Material to process:

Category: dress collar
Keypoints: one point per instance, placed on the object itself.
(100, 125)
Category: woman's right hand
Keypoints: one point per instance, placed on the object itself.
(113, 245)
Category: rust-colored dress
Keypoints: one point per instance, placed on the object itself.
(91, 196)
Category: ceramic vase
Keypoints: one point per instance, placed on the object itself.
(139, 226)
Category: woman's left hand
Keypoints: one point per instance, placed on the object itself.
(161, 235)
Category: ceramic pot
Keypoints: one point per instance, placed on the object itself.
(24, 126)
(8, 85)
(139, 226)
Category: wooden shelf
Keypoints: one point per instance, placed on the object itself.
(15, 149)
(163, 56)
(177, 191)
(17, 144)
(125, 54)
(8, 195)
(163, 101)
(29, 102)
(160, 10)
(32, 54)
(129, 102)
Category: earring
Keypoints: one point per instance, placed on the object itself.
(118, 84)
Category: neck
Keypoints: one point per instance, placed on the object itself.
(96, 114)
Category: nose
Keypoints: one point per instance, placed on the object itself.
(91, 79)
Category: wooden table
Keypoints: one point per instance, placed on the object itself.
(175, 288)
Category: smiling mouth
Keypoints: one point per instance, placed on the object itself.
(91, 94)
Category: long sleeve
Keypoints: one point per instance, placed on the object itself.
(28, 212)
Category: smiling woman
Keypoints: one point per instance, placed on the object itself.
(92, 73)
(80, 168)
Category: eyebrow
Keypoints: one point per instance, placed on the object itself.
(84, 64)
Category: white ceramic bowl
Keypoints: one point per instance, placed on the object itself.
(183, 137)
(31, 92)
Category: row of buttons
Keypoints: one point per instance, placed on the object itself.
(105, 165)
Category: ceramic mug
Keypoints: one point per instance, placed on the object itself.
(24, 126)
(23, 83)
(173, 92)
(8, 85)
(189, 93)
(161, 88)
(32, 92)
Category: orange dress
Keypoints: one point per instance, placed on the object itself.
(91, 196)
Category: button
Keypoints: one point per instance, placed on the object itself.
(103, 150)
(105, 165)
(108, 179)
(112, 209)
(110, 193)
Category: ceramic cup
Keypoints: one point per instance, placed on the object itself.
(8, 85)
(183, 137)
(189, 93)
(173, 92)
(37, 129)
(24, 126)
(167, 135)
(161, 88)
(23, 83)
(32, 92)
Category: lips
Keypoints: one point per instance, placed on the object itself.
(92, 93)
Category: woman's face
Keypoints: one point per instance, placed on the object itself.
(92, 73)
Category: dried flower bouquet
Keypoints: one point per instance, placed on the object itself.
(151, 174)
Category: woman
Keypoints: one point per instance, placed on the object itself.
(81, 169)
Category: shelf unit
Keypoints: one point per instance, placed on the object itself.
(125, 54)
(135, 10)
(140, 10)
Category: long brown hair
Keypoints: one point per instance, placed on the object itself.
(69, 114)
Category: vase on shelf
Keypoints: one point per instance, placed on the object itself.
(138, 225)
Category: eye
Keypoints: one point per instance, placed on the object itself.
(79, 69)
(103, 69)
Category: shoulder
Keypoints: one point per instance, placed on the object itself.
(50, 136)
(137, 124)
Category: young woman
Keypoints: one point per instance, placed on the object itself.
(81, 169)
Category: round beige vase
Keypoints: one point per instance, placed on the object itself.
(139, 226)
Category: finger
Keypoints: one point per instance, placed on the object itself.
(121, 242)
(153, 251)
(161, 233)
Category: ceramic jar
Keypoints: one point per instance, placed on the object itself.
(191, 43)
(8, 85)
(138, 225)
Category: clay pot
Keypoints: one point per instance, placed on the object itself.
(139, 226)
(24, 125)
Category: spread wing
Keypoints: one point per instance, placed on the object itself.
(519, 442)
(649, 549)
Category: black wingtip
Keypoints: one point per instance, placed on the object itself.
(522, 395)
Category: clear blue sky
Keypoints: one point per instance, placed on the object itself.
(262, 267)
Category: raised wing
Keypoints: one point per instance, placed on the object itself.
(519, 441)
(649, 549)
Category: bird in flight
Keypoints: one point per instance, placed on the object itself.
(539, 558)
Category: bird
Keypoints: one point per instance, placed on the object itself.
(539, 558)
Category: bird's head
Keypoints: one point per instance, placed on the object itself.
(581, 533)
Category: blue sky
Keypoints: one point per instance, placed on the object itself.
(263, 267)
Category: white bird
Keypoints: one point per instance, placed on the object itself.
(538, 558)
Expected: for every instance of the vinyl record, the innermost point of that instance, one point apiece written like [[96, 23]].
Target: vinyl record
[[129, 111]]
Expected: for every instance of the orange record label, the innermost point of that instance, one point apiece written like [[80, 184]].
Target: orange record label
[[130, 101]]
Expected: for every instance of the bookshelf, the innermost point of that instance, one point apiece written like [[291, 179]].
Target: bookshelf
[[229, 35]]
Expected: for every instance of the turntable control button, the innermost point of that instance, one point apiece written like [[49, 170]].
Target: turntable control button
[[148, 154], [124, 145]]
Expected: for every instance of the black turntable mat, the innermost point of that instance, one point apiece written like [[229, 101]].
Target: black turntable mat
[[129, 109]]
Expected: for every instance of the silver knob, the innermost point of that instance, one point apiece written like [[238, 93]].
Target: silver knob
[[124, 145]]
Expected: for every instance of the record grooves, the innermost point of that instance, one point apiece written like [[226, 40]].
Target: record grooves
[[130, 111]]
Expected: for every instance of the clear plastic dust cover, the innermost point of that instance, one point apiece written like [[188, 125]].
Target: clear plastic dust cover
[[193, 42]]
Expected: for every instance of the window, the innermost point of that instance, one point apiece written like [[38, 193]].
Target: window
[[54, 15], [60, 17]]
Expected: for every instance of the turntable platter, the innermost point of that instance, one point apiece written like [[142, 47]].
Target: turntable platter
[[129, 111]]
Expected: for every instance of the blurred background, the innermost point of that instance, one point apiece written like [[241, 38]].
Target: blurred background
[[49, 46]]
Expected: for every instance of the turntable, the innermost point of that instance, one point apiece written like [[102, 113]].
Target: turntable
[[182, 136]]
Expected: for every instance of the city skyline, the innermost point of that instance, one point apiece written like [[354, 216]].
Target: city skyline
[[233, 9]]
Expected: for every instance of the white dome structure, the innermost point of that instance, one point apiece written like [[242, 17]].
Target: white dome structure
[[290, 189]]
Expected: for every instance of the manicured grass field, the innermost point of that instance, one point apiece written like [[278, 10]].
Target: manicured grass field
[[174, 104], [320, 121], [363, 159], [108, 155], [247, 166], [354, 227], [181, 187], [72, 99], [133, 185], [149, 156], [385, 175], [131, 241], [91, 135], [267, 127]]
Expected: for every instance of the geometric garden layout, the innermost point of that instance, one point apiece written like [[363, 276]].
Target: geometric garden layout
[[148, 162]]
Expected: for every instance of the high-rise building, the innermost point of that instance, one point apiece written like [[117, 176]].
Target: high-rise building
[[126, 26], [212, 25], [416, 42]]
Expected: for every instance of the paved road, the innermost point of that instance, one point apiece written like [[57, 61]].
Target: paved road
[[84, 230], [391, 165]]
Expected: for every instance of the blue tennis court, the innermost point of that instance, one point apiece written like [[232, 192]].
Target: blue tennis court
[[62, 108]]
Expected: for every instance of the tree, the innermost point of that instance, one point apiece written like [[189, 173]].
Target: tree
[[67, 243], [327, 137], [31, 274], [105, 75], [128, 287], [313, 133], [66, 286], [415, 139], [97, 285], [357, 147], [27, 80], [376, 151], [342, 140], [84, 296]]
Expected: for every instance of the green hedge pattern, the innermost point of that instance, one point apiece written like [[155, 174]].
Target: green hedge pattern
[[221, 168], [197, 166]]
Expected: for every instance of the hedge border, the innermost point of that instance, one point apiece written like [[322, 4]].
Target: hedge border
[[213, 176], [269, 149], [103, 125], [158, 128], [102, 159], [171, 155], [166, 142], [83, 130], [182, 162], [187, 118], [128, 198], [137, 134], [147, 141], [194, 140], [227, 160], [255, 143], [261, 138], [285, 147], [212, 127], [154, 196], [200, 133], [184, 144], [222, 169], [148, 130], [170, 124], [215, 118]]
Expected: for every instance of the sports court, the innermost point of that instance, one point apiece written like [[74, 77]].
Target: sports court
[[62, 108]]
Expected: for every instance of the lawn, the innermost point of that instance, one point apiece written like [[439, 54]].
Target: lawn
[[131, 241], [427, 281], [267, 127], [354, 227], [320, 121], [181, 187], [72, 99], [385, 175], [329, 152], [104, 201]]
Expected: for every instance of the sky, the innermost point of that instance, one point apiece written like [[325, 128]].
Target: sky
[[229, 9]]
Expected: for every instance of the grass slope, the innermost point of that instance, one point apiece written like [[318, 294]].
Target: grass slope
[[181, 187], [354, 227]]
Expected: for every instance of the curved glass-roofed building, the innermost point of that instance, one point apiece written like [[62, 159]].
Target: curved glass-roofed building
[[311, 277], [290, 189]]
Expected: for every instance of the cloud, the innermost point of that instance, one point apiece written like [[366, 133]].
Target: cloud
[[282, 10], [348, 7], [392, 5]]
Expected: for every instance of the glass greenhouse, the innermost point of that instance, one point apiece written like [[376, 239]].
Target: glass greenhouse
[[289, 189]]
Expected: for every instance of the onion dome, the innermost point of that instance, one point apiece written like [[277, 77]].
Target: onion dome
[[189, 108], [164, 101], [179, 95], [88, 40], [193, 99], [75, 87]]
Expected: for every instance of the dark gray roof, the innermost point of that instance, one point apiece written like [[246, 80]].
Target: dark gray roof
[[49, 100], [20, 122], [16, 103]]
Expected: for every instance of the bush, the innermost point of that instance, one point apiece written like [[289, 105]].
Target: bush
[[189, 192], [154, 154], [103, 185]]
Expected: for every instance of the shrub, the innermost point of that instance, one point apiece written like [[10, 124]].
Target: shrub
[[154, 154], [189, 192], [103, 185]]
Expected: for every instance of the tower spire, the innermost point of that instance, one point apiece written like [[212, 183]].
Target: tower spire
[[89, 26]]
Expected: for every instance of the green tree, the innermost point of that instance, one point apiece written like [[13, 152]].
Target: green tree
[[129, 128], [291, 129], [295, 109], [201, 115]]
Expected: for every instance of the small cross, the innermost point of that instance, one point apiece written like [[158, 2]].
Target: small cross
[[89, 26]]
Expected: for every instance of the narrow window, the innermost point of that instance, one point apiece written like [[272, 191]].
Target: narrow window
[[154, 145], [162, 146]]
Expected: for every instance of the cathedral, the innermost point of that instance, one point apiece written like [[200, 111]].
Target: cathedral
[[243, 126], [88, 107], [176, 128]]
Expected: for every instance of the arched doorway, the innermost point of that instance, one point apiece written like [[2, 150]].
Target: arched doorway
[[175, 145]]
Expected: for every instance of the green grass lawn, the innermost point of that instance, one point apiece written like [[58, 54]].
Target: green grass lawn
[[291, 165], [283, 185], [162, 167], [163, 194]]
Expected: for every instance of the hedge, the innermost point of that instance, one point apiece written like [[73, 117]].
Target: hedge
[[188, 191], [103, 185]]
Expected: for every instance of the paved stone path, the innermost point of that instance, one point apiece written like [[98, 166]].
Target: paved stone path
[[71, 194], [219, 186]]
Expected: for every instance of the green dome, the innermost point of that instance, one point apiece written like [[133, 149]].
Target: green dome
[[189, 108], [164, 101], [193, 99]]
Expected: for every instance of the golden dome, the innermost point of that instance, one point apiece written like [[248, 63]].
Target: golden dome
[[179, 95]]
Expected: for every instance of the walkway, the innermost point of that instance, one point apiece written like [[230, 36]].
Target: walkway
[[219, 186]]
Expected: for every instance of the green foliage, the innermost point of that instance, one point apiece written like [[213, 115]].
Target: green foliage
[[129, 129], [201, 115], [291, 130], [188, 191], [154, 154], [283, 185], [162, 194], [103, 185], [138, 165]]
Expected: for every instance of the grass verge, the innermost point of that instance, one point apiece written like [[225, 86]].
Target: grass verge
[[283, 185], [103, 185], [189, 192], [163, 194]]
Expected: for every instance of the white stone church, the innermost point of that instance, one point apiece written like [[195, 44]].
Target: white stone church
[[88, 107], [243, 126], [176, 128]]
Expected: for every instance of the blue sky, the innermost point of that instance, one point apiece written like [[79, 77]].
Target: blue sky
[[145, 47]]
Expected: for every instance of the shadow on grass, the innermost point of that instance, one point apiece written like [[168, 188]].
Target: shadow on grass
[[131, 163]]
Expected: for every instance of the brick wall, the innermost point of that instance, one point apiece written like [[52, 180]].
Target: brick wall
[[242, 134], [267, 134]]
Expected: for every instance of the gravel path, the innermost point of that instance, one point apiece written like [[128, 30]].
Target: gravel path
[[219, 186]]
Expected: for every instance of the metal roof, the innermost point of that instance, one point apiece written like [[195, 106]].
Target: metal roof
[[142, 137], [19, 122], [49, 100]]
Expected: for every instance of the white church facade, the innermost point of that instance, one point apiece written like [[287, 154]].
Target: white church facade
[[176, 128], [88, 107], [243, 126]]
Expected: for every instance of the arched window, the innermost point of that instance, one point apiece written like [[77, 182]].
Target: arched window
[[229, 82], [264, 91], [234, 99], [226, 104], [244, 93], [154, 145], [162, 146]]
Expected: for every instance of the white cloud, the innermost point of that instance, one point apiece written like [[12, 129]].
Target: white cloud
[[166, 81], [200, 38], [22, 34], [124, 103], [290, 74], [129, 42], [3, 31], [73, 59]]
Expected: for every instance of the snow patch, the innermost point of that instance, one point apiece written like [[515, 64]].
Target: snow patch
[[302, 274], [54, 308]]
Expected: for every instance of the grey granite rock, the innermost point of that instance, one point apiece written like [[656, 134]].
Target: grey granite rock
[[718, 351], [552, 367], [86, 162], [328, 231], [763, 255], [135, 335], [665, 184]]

Problem description:
Please copy out the part of the listing above that opens with the line containing "Expected: for every instance of the grey" and continues through the end of the listing, both ends included, with each line unchanged.

Task response:
Expected: for every instance of the grey granite rock, the innermost point of that instance, one point apiece written like [[656, 134]].
Target: grey granite rock
[[718, 351], [552, 367], [86, 162], [328, 231], [763, 255], [135, 335], [665, 184]]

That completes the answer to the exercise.